HOW TO COMPLETE THIS TASK> Copy all the lines of the data that include the word "number".

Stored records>
%%

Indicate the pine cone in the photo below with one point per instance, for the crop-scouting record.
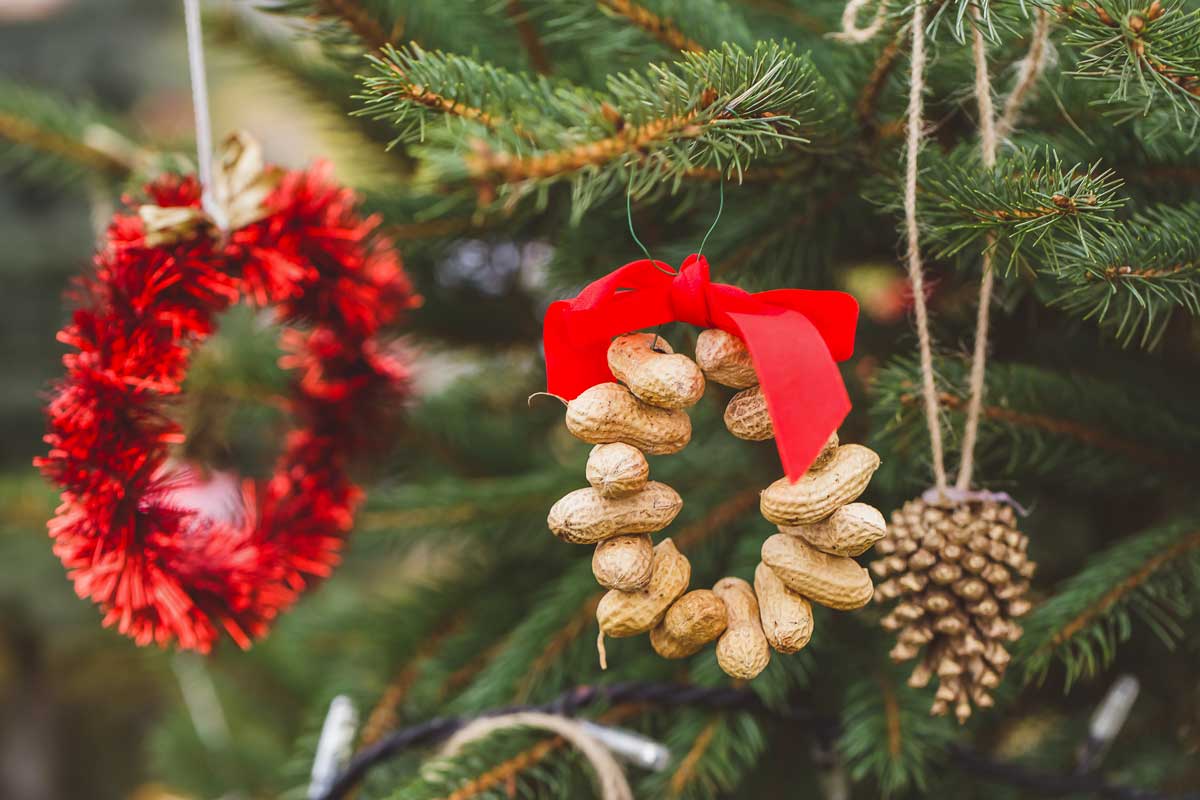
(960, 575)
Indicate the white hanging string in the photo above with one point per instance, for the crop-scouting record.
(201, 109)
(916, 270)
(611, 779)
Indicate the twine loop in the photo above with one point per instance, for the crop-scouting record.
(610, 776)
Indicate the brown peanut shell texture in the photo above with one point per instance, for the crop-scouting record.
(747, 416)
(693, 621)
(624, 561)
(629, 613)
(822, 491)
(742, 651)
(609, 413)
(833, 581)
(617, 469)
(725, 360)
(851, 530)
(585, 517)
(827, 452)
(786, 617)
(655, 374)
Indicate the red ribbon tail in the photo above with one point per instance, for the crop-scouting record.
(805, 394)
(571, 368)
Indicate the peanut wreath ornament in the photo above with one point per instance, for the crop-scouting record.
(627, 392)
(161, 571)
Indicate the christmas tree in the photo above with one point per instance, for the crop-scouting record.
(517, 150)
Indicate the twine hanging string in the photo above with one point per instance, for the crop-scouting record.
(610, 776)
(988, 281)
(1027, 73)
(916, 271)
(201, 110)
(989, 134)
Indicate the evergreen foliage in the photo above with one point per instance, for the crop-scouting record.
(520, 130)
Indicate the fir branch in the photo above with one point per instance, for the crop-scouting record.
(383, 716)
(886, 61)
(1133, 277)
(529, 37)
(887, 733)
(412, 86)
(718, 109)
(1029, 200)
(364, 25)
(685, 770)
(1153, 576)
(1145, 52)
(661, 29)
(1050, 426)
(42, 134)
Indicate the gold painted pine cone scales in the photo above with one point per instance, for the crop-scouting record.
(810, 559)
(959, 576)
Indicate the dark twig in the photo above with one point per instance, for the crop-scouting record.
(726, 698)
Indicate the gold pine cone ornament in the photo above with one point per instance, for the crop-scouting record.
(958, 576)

%%
%%

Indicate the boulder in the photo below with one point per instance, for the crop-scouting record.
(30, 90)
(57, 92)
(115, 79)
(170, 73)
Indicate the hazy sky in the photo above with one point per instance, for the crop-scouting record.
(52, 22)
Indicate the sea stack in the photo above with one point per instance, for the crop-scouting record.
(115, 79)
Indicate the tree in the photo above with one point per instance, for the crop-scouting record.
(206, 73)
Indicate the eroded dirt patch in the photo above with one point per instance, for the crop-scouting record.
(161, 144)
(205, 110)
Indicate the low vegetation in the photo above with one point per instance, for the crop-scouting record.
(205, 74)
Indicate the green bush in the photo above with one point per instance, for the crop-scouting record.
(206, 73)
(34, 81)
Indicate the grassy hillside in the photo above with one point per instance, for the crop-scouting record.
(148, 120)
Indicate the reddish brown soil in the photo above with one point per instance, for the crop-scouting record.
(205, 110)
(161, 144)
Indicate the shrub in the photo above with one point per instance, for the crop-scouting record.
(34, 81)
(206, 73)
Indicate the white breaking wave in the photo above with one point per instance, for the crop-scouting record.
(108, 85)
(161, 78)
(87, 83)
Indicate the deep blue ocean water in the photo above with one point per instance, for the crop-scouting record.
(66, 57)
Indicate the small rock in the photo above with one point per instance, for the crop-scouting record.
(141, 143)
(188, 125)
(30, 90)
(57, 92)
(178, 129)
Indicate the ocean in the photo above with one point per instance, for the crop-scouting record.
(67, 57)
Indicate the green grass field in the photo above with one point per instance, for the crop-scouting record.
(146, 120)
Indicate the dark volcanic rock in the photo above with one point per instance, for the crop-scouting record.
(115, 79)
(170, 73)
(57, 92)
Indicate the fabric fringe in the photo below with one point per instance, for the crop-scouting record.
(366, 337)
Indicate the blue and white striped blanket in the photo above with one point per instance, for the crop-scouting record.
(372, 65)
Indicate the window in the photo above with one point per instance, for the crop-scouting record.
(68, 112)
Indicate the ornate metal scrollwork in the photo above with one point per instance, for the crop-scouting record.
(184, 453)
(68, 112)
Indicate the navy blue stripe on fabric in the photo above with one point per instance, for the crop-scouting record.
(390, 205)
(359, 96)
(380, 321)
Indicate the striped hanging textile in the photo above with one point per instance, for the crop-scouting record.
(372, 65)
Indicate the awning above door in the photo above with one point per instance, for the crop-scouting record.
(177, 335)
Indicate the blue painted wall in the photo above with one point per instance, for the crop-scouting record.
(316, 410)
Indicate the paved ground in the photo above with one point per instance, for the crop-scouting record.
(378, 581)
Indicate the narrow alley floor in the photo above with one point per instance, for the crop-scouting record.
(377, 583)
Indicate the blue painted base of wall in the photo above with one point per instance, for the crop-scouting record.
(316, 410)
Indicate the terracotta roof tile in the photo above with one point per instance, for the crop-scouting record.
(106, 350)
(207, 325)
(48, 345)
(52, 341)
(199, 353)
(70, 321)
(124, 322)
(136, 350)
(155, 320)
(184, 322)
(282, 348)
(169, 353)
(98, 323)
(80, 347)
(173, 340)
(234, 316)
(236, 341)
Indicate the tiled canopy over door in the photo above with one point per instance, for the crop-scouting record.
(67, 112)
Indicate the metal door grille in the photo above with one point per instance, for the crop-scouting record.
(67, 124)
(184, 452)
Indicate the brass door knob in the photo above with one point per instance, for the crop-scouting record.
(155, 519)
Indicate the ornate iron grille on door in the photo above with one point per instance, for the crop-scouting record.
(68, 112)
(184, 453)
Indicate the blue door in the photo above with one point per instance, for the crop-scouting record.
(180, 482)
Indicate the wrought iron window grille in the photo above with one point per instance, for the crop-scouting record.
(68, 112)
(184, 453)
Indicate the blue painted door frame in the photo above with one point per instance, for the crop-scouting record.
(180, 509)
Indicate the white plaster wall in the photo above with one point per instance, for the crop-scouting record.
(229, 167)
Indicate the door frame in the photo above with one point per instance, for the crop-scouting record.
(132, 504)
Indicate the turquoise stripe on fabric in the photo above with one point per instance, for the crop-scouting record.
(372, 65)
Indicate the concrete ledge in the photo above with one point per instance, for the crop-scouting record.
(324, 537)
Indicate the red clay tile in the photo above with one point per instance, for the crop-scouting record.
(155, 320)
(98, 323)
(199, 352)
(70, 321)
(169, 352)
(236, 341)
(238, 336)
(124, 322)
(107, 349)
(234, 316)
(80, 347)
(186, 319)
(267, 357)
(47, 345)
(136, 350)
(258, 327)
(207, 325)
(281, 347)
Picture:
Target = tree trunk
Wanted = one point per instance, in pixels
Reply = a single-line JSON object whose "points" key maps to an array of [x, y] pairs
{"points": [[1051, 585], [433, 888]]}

%%
%%

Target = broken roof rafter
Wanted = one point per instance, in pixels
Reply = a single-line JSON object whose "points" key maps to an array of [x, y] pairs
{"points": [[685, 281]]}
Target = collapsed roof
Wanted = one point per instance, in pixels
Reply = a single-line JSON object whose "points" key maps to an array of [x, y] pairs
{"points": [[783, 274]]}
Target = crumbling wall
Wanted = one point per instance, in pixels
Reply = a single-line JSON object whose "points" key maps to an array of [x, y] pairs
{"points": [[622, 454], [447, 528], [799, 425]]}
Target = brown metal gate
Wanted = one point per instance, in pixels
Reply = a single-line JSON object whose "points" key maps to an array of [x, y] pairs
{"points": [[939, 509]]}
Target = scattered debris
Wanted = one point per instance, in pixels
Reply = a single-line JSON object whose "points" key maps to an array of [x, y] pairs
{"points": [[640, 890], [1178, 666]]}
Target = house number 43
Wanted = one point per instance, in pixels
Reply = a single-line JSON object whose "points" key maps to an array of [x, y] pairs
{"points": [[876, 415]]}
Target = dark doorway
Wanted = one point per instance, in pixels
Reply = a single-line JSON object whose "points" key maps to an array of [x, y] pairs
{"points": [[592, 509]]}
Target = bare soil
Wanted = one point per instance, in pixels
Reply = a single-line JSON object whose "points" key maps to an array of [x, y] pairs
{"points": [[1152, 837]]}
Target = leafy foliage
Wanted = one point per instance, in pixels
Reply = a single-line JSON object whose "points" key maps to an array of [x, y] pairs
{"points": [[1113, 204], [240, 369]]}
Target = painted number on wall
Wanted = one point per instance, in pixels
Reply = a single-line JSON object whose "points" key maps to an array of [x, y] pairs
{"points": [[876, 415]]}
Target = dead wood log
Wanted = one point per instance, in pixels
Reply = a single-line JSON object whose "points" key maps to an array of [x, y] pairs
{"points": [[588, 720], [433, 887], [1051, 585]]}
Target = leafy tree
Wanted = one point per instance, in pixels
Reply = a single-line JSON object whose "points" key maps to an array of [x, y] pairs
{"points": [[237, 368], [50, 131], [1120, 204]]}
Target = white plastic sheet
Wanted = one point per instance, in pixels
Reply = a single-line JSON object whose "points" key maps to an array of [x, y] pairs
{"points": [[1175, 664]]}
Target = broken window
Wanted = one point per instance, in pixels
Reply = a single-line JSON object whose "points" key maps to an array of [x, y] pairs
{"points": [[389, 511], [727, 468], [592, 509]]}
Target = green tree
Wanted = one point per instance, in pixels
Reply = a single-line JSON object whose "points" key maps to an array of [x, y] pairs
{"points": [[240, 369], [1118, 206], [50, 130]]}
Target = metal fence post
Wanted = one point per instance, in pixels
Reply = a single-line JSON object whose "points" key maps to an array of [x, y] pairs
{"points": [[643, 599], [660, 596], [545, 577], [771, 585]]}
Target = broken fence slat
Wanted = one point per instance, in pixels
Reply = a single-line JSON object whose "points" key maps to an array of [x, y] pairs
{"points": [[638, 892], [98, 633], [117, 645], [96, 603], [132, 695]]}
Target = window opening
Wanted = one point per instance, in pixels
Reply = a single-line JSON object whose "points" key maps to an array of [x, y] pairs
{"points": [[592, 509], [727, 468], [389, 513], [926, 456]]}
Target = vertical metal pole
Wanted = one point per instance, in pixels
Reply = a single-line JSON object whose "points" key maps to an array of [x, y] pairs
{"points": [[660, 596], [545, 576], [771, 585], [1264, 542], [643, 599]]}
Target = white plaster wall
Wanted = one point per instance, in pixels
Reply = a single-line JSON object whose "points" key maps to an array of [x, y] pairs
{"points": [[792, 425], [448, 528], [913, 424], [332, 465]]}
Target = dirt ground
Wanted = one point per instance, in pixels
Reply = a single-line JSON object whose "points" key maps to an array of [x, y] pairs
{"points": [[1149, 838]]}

%%

YOUR SOLUTION>
Target = house number 43
Target = painted number on wall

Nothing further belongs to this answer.